**Action item**
Lines in the entries below where the word "screen" shows up should each be copied.

**Data for processing**
************
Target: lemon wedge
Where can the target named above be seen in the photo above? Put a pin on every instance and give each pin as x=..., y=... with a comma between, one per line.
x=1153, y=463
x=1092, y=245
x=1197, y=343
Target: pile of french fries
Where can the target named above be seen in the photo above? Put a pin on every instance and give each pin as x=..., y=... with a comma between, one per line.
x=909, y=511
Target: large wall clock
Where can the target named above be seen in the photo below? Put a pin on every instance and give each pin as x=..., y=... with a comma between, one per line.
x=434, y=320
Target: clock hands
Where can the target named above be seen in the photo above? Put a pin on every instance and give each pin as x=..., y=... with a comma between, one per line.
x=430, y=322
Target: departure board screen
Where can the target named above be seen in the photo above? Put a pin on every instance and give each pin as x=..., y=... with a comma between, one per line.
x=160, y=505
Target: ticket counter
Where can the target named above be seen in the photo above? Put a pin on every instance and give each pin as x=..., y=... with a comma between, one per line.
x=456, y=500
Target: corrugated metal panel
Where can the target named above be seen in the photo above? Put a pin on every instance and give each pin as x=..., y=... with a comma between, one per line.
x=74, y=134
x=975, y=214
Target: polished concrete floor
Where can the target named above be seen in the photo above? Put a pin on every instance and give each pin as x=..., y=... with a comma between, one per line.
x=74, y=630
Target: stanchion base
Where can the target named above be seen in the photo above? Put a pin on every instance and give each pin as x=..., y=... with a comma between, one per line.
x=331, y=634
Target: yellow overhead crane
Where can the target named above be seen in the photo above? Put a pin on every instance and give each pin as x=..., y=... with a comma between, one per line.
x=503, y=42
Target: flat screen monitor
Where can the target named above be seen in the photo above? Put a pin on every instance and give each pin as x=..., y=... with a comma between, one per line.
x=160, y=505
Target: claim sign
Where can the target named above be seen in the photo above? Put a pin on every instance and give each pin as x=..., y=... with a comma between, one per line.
************
**Reply to the task**
Target: departure board screen
Target: flat screen monitor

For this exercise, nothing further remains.